Selected text.
Start of Block

AbbVie’s top job today centers on developing new sources of revenue out of the fear that biosimilars to its megablockbuster Humira will cause a precipitous sales decline starting in 2023. But after analyzing prior cases, one team of analysts believes Humira might experience a more graceful fall than pharma watchers currently expect.
Humira could still rake in at least $14.5 billion in 2023 U.S. sales during the first year of biosimilar attack, SVB Leerink analyst Geoffrey Porges’ team projected in an investor note Monday. That’s compared with the overall Wall Street estimate of $10.5 billion for that year, he noted. Last year, even as Humira faced biosim competition in Europe, the drug generated $19.8 billion globally.
Looking forward, the revenue decline for Humira could be more gradual than expected up to at least the third quarter of 2025, Porges wrote. The difference between Wall Street’s view and the SVB Leerink’s new projection could be “material” for the Illinois drugmaker, Porges said.
Under the new SVB model, Porges figures Humira U.S. sales could still come in at $3.4 billion in the third quarter of 2025—the 11th quarter after first biosim launch.
The team reached the conclusion after fitting the popular TNF blocker in a model based on sales data from six branded biologic drugs that already face U.S. biosim competition. They are Roche’s cancer drugs Herceptin and Rituxan, Amgen’s blood disorder drugs Neulasta and Johnson & Johnson-partnered Epogen/Procrit, plus J&J’s rival TNF inhibitor Remicade. The six meds posted combined peak revenue of $18.1 billion in 2016 and dropped by 44% to $10.2 billion last year.
For those six drugs, the branded originators still retained a median of 65% of revenue six quarters from initial biosimilar entry and appeared to be able to maintain it through to the 11th quarter after copycat launches.
Remicade, a rival to Humira, faced its first biosimilar in late 2016. Since then, the drug’s U.S. sales dropped 41% from a peak of about $1.3 billion in the third quarter of 2016 to roughly $800 million in the first quarter of 2021. While three copycats offer an average discount of 37%, the original drug still managed to keep 89% market share of total prescriptions.

End of Block

Action item.
Pick up the Humira sales article after its final sentence and keep writing it. The records that come next are separate from the Humira sales article.

Stored data.
Start of Block

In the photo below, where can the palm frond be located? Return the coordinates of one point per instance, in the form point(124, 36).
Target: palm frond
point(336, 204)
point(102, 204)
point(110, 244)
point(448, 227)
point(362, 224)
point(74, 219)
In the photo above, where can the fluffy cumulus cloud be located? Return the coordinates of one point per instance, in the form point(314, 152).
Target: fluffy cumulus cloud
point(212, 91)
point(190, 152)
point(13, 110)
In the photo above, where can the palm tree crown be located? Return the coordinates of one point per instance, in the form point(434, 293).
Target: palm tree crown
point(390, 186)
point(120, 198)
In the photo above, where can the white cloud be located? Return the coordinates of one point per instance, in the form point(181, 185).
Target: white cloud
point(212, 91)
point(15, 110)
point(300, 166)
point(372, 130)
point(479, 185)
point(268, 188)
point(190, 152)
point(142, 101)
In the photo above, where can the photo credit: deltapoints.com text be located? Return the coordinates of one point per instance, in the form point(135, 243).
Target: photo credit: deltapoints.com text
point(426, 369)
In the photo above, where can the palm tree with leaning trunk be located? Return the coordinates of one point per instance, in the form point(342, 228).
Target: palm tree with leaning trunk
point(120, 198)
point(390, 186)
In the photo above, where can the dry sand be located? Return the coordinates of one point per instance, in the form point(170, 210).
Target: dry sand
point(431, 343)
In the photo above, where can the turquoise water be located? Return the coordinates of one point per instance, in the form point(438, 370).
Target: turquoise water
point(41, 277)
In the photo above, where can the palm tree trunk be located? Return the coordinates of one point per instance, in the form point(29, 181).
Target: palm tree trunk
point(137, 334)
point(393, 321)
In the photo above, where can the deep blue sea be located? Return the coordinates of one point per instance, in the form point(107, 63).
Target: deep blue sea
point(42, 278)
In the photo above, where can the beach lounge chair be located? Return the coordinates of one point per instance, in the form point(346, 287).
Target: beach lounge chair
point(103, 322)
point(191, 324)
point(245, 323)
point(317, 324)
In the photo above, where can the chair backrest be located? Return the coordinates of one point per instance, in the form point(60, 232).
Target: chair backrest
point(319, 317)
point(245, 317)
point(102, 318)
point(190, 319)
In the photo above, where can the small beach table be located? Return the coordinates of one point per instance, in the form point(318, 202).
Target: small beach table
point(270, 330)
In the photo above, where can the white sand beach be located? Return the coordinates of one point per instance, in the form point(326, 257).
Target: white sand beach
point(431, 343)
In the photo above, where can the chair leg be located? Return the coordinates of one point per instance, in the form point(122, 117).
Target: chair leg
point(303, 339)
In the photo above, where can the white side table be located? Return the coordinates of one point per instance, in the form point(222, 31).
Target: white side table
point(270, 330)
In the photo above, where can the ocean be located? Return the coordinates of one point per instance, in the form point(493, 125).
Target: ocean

End of Block

Answer to this exercise.
Remicade’s strong defense is likely thanks to a small number of copycat competitors and long duration of treatment, Porges noted.
On the flip side, Herceptin appeared to have suffered the sharpest drop among the six branded meds. Its sales plummeted 74% in the first quarter of 2021 from a pre-biosimilar peak of about $820 million in the second quarter of 2018.
The analyst attributed the rapid decline to higher number of biosimilars, relatively short duration of therapy and the drug’s narrow label in just HER2-positive breast and stomach cancers.
AbbVie has signed patent settlements with eight biosimilar makers, with staggered launches set to start in early 2023. While that’s a large number of competitors, the drug’s unique formulation characteristics, wide range of indications and extended treatment use could help AbbVie’s defense, Porges wrote. The company could also benefit from strong contracting agreements with payers and “extensive patient and physician familiarity,” he added. If past biosim situations are any lesson, those features could help defend Humira from a rapid decline, he predicted.
Currently, Humira is still pulling off sales increases stateside. In the first quarter, its U.S. sales increased 6.9% to $3.9 billion. In anticipation of the anticipated U.S. patent cliff, AbbVie is now shifting its focus to newer immunology drugs Rinvoq and Skyrizi.